It's also the point (starting to emerge), where you need 1 billion dollars to go from grok4 to 5, vs you will stay with grok4 for X time for 1 million and sell another product for X millions.
This is not true.
Same already happens with GPUs... 2 years ago (even last year ones if you are a large buyer), GPUs are already operationally more expensive because the power they consume vs performance is already not there, plus datacenter costs add up to long-term solutions like those.
You can use the same GPU for multiple model generations. GPT5 and GPT5.1 are not the same model, not GPT 5.2 or codex models.
You can't fine-tune these cards.
To produce a codex model you would have to produce these cards again, to produce a new iterative fine-tune you need to produce these cards again.
And then you have already alternatives like Groq and Cerebras for fast inference without the drawback of these cards.
They are Dead on Arrival.
Models are not like Bitcoin ASIC where you optimize the process for one single thing. Each model requires a different process due to changes in parameter counts to changes in architecture.
This is like comparing apples to oranges.
Something being able to be done does not mean it is a viable process.
Man... you are "almost" speaking like there are no costs involved in anything. My perspective has nothing to do with technology; it's just business!
Anyhow, not with brains for much discussion today. Catch you next time when the brains cool down.
Right, now that is announced, coming to my point of why I shared this...
Check the GTC talk by NVIDIA, and check another "version" of what these are called (LPU). And this was sort of where I was trying to have my conversation here. ASIC specialization!

» **DATA**:
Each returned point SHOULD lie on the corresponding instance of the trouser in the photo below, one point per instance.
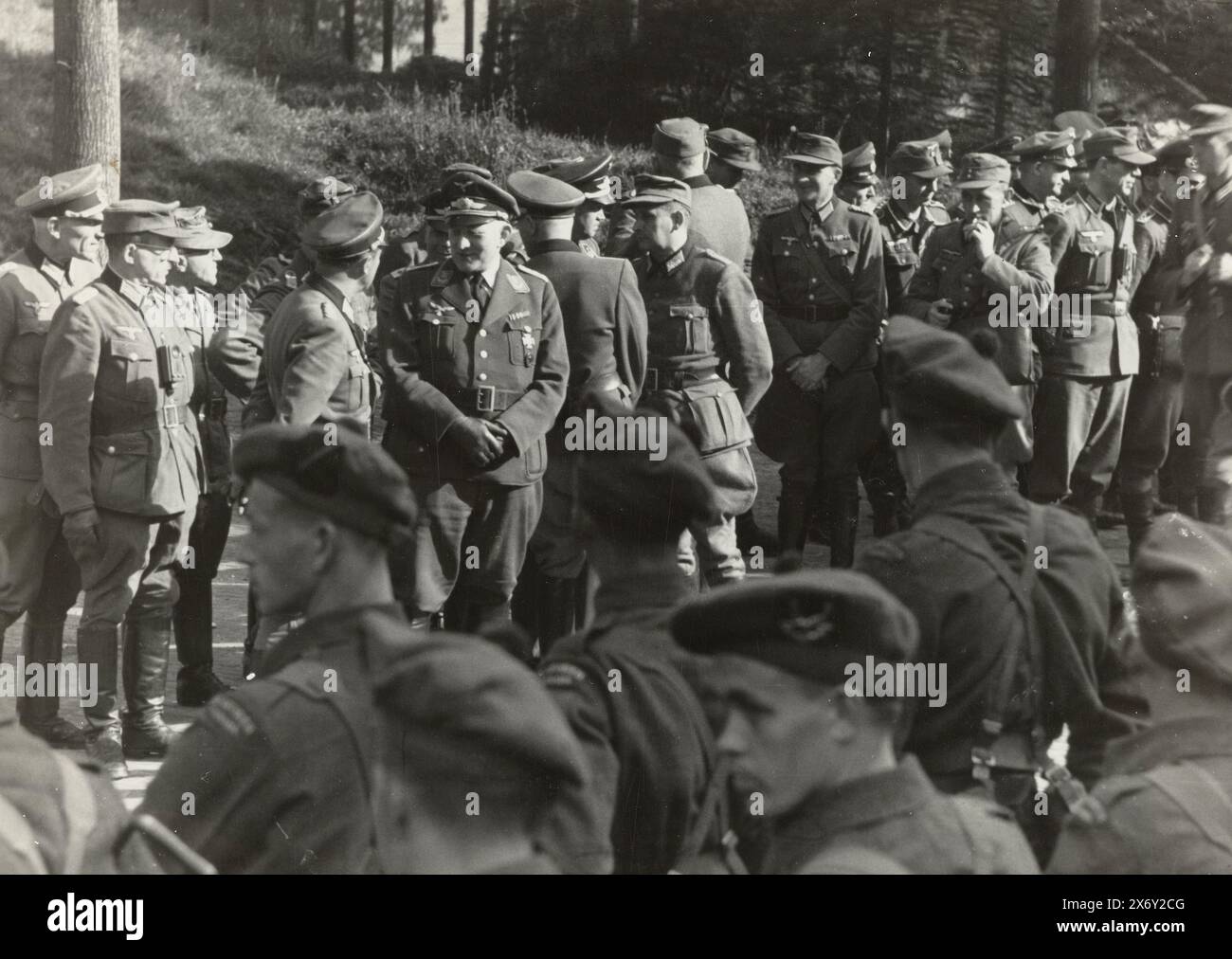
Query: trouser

--

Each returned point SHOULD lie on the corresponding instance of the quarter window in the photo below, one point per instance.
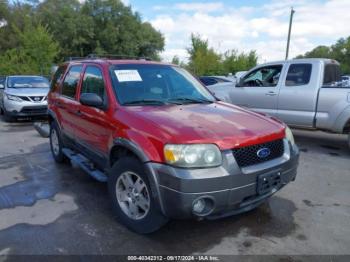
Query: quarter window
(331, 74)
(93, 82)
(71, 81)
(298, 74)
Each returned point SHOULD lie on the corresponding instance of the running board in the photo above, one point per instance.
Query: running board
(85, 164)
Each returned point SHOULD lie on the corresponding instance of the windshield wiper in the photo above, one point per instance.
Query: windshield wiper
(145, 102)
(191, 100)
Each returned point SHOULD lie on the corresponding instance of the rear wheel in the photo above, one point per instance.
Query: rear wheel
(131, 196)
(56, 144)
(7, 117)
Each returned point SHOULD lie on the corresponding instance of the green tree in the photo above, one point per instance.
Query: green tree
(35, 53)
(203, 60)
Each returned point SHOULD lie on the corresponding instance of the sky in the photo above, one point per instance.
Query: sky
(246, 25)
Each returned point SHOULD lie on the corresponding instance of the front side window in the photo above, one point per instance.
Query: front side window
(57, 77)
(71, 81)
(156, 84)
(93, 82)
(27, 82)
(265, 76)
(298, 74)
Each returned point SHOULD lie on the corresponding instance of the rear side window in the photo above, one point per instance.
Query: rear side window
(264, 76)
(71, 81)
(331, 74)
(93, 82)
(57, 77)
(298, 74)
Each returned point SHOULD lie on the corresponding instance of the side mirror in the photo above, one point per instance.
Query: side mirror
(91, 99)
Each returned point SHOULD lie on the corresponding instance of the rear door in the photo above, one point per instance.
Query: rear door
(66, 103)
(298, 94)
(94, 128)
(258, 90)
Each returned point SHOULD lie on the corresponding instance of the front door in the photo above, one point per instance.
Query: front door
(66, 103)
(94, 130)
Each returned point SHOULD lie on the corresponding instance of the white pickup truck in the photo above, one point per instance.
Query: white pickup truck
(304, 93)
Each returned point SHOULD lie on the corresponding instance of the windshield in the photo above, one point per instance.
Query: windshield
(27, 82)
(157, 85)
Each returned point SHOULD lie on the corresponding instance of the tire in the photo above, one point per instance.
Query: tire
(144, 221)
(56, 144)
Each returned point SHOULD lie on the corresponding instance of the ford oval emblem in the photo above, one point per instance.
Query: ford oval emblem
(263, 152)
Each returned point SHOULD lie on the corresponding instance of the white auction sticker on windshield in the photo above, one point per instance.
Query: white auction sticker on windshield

---

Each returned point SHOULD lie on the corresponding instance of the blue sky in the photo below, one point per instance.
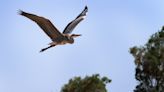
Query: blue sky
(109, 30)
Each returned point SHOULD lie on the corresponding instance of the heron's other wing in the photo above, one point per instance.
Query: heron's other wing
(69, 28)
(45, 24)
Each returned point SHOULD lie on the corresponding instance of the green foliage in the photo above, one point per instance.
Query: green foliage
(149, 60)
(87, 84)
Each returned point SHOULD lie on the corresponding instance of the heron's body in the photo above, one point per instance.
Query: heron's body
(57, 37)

» **APPLY WHAT YOU READ**:
(a) Can you copy, word for word, everything in the forum thread on model-specific chips from "Man... you are" down to "here. ASIC specialization!"?
(b) What comes next in the forum thread on model-specific chips? Write the following part, picking up after its final line.

» **ANSWER SET**:
(a)
Man... you are "almost" speaking like there are no costs involved in anything. My perspective has nothing to do with technology; it's just business!
Anyhow, not with brains for much discussion today. Catch you next time when the brains cool down.
Right, now that is announced, coming to my point of why I shared this...
Check the GTC talk by NVIDIA, and check another "version" of what these are called (LPU). And this was sort of where I was trying to have my conversation here. ASIC specialization!

(b)
No LPUs are not another version of this. They are vastly different in their architecture than this. Which I mention in the above comment.
I know they are different (hence why I said, "version"), but its a signal for microprocessing specialization which is what I am trying to frame on this conversation, and how the generalized compute market usually evolves.
This only signals that GPUs are not solving some parts of inference as efficient as desired, and then new specialized microprocessors and eventually ASICs, are produced instead of keeping adapting the main core produced equipment to all problems (in this case the GPU).
Anyhow, eager to see how this evolves... even at CPU levels for small inference workloads. Everything is going mega fast...
You are extrapolating this too much. LPUs work because they are not as specialized as Taalas. You can switch the model that is running on them.
Taalas is too much specialized to only run the model it is designed to run. Sure this is very efficient at running that model, but it isn't efficient in a general sense. When you are getting new models every 3 months, not to even mention finetuning models.
An ASIC like Taalas is not very adaptable.
Maybe. Let's see in a few good months.
History told us that if it is too complex, it eventually dies or splits into more pieces. And that's how I feel this might happen.